◆ **Task requirements**
(A) Rewrite the LogSoftMax source page, starting with "aten/src/ATen/native/sparse/SoftMax.cpp lines 158–391" and going on through "is based on.", with "prototype" replaced by "reference version".
(B) Answer these questions from the LogSoftMax source page:
(i) What file and line range does the source code come from?
(ii) What does `**` represent in the example tensor X?
(iii) What is the values array after coalescing?
(C) From the LogSoftMax source page, list every parameter inside the parentheses of the cpu_sparse_coo_softmax function signature, with its type.

━━━━━ Provided passage ━━━━━

Home / Class/ LogSoftMax Class — pytorch Architecture

LogSoftMax Class — pytorch Architecture

Architecture documentation for the LogSoftMax class in SoftMax.cpp from the pytorch codebase.

Entity Profile

Source Code

aten/src/ATen/native/sparse/SoftMax.cpp lines 158–391

template <typename scalar_t, bool LogSoftMax>
void cpu_sparse_coo_softmax(Tensor output, const Tensor& input, const int64_t dim) {
  /*
    See test/test_sparse.py:test_softmax:sparse_softmax for the Python
    prototype of the sparse softmax algorithm that this implementation
    is based on.

    Derivation of the sparse softmax algorithm with an example
    ----------------------------------------------------------

    Consider the following 2-D sparse tensor with 0-D dense part as an
    example, denote it by X:

      11 ** ** 14 15
      ** 22 ** 24 **

    where `**` represent unspecified entries. The COO sparse tensor
    representation of X is:

      indices = [[0, 1, 0, 1, 0],
                 [0, 1, 3, 3, 4]]
      values = [11, 22, 14, 24, 15]

    that after coalescing becomes

      indices = [[0, 0, 0, 1, 1],
                 [0, 3, 4, 1, 3]]
      values = [11, 14, 15, 22, 24]

    The softmax of X along the given dimension d is defined as

      S_d[i, j] = exp(X[i, j]) / sum(exp(X[I_d[k]]), k=0..X.shape[d]-1)

━━━━━ Listing ━━━━━

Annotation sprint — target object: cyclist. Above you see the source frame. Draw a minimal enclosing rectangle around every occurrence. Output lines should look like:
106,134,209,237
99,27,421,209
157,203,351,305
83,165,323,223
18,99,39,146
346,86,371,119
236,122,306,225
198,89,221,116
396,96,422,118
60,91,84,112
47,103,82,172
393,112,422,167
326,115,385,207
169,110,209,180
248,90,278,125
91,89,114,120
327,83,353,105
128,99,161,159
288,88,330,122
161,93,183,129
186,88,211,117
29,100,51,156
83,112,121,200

━━━━━

◆ **Answers in order**
(A)
aten/src/ATen/native/sparse/SoftMax.cpp lines 158–391

template <typename scalar_t, bool LogSoftMax>
void cpu_sparse_coo_softmax(Tensor output, const Tensor& input, const int64_t dim) {
  /*
    See test/test_sparse.py:test_softmax:sparse_softmax for the Python
    reference version of the sparse softmax algorithm that this implementation
    is based on.

(B)
(i) aten/src/ATen/native/sparse/SoftMax.cpp, lines 158–391
(ii) Unspecified entries
(iii) [11, 14, 15, 22, 24]

(C)
- output (Tensor)
- input (const Tensor&)
- dim (const int64_t)